··· Extracted material
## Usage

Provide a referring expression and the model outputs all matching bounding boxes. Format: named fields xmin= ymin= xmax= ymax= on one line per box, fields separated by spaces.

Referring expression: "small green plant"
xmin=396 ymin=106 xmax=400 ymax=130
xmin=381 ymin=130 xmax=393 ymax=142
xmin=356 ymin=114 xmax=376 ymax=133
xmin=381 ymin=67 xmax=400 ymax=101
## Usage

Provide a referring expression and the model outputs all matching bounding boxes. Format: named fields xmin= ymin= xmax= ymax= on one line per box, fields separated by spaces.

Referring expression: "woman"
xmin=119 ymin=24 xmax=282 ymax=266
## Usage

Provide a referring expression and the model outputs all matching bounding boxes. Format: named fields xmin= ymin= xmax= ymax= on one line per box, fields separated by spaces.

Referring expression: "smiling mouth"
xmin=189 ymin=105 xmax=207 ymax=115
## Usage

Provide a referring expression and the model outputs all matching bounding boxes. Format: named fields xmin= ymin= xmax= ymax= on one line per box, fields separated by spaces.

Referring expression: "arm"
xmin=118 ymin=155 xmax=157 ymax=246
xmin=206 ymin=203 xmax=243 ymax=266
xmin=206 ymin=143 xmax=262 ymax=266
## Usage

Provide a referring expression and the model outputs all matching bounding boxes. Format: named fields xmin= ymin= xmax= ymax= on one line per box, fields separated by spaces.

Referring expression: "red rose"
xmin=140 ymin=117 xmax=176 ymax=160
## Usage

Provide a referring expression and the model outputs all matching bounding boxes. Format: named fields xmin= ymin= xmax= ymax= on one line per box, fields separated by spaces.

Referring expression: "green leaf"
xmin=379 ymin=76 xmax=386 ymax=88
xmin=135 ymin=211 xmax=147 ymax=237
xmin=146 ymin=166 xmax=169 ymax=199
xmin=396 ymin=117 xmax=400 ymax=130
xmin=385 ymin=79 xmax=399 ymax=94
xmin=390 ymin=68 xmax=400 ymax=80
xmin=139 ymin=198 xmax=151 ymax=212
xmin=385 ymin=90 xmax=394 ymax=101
······
Short exercise: Repeat all of the entries above word for word, from the first line through the last.

Expected output:
## Usage

Provide a referring expression and the model outputs all matching bounding boxes. Format: named fields xmin= ymin= xmax= ymax= on one line per box, fields separated by spaces.

Referring expression: "small green plant"
xmin=396 ymin=106 xmax=400 ymax=130
xmin=381 ymin=130 xmax=393 ymax=142
xmin=356 ymin=114 xmax=376 ymax=133
xmin=381 ymin=67 xmax=400 ymax=101
## Usage

Provide a referring expression and the model outputs all matching bounding boxes. Format: named fields xmin= ymin= xmax= ymax= on one line per box, fields separated by spaces.

Referring expression: "woman"
xmin=119 ymin=24 xmax=282 ymax=266
## Usage

Provide a referring expression and the model outputs all matching bounding boxes. Format: named fields xmin= ymin= xmax= ymax= on one line per box, fields separated by spaces.

Referring expression: "smiling mouth"
xmin=189 ymin=105 xmax=207 ymax=115
## Usage

Provide a referring expression and the model outputs all matching bounding boxes. Format: named fields xmin= ymin= xmax= ymax= on one line per box, fields separated by spaces.

Referring expression: "arm"
xmin=118 ymin=155 xmax=157 ymax=246
xmin=206 ymin=203 xmax=243 ymax=266
xmin=206 ymin=143 xmax=262 ymax=266
## Usage

Provide a referring expression and the model outputs all matching bounding boxes. Format: named fields xmin= ymin= xmax= ymax= on one line per box, fields separated by spaces.

Referring expression: "red rose"
xmin=140 ymin=117 xmax=176 ymax=160
## Usage

Provide a referring expression and the model outputs all matching bounding boxes. Format: named fields xmin= ymin= xmax= ymax= on one line per box, fields separated by spaces.

Referring expression: "green leaf"
xmin=379 ymin=76 xmax=386 ymax=88
xmin=135 ymin=211 xmax=147 ymax=237
xmin=146 ymin=166 xmax=169 ymax=199
xmin=396 ymin=117 xmax=400 ymax=130
xmin=385 ymin=79 xmax=399 ymax=94
xmin=390 ymin=68 xmax=400 ymax=80
xmin=139 ymin=198 xmax=151 ymax=212
xmin=385 ymin=90 xmax=394 ymax=101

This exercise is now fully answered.